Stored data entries
────────

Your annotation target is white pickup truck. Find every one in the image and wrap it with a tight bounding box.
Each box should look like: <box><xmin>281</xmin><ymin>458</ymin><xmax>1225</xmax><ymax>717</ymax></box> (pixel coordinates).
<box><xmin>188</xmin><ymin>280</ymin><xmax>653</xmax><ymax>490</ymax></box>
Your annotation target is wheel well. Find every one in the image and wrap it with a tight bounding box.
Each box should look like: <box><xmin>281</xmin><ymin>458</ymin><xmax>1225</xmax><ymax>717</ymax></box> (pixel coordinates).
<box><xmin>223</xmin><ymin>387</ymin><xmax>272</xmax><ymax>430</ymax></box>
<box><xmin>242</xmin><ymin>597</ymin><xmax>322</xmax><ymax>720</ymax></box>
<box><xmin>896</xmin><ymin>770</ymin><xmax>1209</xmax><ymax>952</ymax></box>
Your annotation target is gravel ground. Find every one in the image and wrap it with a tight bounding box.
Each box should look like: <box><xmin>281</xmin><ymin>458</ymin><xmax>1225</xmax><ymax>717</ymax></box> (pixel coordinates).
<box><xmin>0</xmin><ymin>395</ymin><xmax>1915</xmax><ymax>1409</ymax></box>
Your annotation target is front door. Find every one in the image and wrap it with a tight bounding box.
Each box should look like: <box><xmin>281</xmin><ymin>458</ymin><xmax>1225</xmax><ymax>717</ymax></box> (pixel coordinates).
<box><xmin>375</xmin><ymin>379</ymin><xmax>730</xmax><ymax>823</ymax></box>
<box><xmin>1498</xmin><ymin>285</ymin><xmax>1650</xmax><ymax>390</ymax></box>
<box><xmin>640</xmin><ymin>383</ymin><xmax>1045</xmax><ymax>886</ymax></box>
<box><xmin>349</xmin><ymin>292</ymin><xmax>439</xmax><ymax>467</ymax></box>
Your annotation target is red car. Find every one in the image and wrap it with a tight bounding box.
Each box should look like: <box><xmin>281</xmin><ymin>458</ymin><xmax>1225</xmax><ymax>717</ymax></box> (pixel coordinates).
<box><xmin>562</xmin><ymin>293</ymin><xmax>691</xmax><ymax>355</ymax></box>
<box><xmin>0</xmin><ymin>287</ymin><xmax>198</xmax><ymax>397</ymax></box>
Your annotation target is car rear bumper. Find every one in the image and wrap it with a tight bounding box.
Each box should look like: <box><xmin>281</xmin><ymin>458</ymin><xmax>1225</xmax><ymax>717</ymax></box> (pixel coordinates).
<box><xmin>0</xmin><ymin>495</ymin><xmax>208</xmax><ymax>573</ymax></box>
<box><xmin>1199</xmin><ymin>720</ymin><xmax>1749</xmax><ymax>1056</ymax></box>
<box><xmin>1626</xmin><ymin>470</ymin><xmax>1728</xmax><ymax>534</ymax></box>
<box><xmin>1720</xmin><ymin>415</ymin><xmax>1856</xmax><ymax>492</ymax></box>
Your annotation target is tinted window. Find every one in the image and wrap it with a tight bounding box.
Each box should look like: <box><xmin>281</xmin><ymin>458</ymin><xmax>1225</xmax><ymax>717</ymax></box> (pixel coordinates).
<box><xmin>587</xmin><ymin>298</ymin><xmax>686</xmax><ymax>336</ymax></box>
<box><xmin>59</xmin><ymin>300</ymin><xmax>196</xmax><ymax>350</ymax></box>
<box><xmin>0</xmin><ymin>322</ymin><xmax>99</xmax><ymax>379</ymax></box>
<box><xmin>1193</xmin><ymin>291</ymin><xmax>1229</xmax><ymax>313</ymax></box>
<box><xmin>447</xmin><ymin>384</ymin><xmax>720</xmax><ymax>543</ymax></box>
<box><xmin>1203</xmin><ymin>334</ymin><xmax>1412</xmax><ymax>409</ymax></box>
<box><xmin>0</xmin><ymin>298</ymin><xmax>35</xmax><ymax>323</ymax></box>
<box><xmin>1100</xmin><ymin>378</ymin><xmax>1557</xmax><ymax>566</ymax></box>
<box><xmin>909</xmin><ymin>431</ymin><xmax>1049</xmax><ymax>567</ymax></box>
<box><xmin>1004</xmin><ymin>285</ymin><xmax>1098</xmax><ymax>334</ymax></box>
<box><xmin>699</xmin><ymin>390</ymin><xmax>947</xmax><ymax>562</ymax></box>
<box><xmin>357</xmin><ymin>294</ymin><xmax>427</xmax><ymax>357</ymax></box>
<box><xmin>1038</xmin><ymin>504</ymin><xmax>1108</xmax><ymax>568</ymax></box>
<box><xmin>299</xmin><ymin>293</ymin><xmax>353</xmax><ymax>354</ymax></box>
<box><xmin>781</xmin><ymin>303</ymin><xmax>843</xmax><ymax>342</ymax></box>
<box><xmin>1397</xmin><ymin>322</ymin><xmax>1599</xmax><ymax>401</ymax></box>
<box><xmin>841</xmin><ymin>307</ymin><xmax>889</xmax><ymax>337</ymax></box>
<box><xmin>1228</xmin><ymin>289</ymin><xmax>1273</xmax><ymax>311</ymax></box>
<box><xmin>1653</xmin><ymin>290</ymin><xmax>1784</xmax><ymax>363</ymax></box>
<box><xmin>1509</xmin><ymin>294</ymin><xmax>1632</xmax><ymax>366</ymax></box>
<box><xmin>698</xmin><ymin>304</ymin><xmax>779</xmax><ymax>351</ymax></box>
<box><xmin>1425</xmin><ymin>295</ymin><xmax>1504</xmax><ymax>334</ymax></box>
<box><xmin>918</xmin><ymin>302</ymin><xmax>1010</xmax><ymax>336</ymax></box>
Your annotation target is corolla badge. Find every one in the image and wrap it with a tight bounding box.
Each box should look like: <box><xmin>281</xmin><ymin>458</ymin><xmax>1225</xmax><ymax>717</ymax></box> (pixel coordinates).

────────

As listed above, the lines from the line with "Your annotation target is front" to the line with "Your annotation target is red" are to be echoed exactly, with both ends included and nothing added.

Solution:
Your annotation target is front door. Find every one in the image and wrap it with a tight bounding box.
Each box should look like: <box><xmin>281</xmin><ymin>458</ymin><xmax>1225</xmax><ymax>717</ymax></box> (pixel coordinates).
<box><xmin>375</xmin><ymin>379</ymin><xmax>730</xmax><ymax>823</ymax></box>
<box><xmin>1498</xmin><ymin>285</ymin><xmax>1650</xmax><ymax>390</ymax></box>
<box><xmin>640</xmin><ymin>383</ymin><xmax>1045</xmax><ymax>886</ymax></box>
<box><xmin>349</xmin><ymin>292</ymin><xmax>439</xmax><ymax>467</ymax></box>
Your annotation target is red car. Find every one in the image and wrap it with a tight bounding box.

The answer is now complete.